### Given information
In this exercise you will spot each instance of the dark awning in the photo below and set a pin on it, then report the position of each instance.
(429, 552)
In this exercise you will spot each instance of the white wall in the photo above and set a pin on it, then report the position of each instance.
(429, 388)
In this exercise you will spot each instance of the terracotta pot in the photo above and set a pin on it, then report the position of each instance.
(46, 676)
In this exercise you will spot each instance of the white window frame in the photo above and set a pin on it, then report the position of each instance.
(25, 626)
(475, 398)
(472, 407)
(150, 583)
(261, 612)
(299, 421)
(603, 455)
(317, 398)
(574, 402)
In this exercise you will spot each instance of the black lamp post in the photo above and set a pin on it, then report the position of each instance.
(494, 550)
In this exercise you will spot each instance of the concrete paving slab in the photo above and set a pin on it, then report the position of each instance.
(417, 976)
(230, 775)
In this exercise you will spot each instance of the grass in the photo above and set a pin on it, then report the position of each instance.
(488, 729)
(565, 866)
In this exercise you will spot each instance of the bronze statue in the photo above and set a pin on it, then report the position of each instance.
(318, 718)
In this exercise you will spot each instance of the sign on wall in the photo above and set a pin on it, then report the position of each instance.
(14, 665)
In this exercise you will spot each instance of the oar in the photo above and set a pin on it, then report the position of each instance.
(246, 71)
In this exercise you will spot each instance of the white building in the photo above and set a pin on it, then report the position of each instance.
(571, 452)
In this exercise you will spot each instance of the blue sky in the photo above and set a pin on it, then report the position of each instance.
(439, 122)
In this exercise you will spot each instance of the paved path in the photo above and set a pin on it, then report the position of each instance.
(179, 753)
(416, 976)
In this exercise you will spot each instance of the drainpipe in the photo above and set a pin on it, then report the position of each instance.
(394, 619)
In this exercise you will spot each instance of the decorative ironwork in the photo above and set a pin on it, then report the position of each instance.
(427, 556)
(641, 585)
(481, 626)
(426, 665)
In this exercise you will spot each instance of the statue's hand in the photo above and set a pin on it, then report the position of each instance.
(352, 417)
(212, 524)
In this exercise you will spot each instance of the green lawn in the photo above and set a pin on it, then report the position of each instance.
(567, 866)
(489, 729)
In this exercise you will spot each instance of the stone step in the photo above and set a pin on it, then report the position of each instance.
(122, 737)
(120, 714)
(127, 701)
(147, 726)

### How to complete this task
Give back the material exactly as it is shown above.

### Exercise result
In this exercise you will spot each instance of the dark awning in the photo below and set a pin on it, then report the position of each instance.
(429, 552)
In this exercise you will spot each instance of the white wall in the photo above and set a pin on it, then report the position of each instance.
(429, 388)
In this exercise you will spot each instance of the terracotta pot in the photo above and set a pin on it, then report the position of each instance.
(46, 676)
In this exercise you will spot each instance of the white window frame in the photo above and set a pin on it, then report the position of each instance.
(25, 626)
(475, 398)
(472, 407)
(150, 583)
(261, 612)
(299, 421)
(603, 455)
(317, 398)
(574, 402)
In this exercise you will spot each instance of the black lamp post in the photo above and set a pin on it, then report the position of each instance.
(494, 550)
In this exercise you will spot each instance of the concrete paving slab in the photo above and set a pin on it, then report the position of each instance.
(417, 976)
(230, 775)
In this exercise you will spot each instance of the grass in the photo above and set a pin on it, then report the position of each instance.
(488, 729)
(565, 866)
In this exercise you will spot each instance of the bronze statue in the photo above and set a pin on it, then report the position of each instance.
(318, 718)
In this exercise you will spot each instance of the sign on wall in the photo above and set a pin on it, then report the position of each instance.
(14, 665)
In this exercise you will spot each instance of the oar in the photo above and set a pin on it, then report the position of each instance.
(246, 71)
In this exercise you will spot each instance of the white building in the photo above and set a pin on it, then report the position of each instance.
(571, 452)
In this exercise you will spot each instance of the blue sky in the photo above and set a pin on it, then report the position of each instance.
(439, 122)
In this exercise you will spot each instance of the paved path in the photo above and set a pin on it, then report the position of each instance.
(179, 753)
(416, 976)
In this exercise you will spot each instance of the drainpipe in the photo above and set a pin on it, then report the position of each instance.
(394, 619)
In this exercise you will spot each instance of the decorative ironwork in the photo above and set a pin on it, then report the position of each instance.
(427, 556)
(641, 585)
(481, 626)
(426, 665)
In this exercise you will spot each instance of the statue's hand in the photo above and set a pin on it, then report the position of each instance.
(352, 417)
(212, 524)
In this exercise you will spot each instance of the green lawn in the photo above and set a pin on it, then report the position of each instance.
(567, 866)
(489, 729)
In this exercise you will spot each instance of the stone step in the photo above and set a pin on it, then report the position of each instance.
(122, 737)
(120, 714)
(127, 701)
(147, 726)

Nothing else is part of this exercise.